- [TASK DIRECTIONS]:
In the forum thread about a Glock revolver, how many pistols does one post say were sold in 2006?

- [DOCUMENT EXTRACT]:
* start *
# Glock Revolver



## Theprofessor (Jun 24, 2007)

:smt033I wish they would come out with one of these....... They are a great manufacture just fallen behind the rest of the others. They need something new and they really need to do it quick to stay in with the comp because they are fallen behind and before too long they will be too far gone.


----------



## JimmySays (Jun 8, 2007)

They have sold well over 2 million firearms. Probably most carried weapon by law enforcement, so, I think they are doing ok without the revolver. Besides, I don't think that's Gaston's thing.


----------



## Baldy (Jun 21, 2006)

I don't think Glock wants to take profits and start something new. On the other hand I think Ruger could make a ton of money if they would listen to their customers a little more.


----------



## SuckLead (Jul 4, 2006)

I dunno...










Most would prefer...










:anim_lol:


----------



## Mike Barham (Mar 30, 2006)

Theprofessor said:


> :smt033I wish they would come out with one of these....... They are a great manufacture just fallen behind the rest of the others. They need something new and they really need to do it quick to stay in with the comp because they are fallen behind and before too long they will be too far gone.


Let me get this straight. Glock is "falling behind" by _not_ producing a comparatively inefficient design that has basically been obsolete for at least the last two decades? You are aware that it was the Glock pistol (combined with the Beretta 92) that put the final nails in the coffin of the police "service revolver," right?

Revolvers are great for hunting and knocking around the woods. But those American markets are tiny and insignificant compared to the worldwide market for fighting pistols.

Small revolvers make decent concealment guns, though I don't think they are better than some autos (at least for trained people). I will tell you that over the last ten years, Galco has sold far more holsters for baby Glocks than any other gun, _including_ J-frame revolvers. This is a major indication of their respective popularity as carry guns.

I don't think Glock is missing much of their market by not making revolvers, and they are certainly in no dangerous of going out of business.


----------



## stormbringerr (May 22, 2007)

*huh??*

you're not making much sense professor.the cigar face emoticon makes no sense at the beginning of this paragraph either,and im not even a glock fan.


----------



## Alaskan_Viking (Jun 13, 2006)

:anim_lol:[/QUOTE]

Thats funny, I have that exact same picture in my photobucket and was thinking of making a thread about it, not 30 seconds ago!!
:watching:


----------



## Ender (Jul 2, 2007)

You do realize that the Revolver is a rather old weapon right? This is not some "new item" that they have to keep up with. Glock does what it does, and does it fairly well based on the sales figures I've seen. 318,000 pistols in 2006 seems to say they are doing alright.
* end *
- [SUPPLIED INFORMATION]:
* start *
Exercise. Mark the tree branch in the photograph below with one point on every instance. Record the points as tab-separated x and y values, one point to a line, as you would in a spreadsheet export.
* end *
- [WRITTEN SOLUTION]:
318,000 pistols.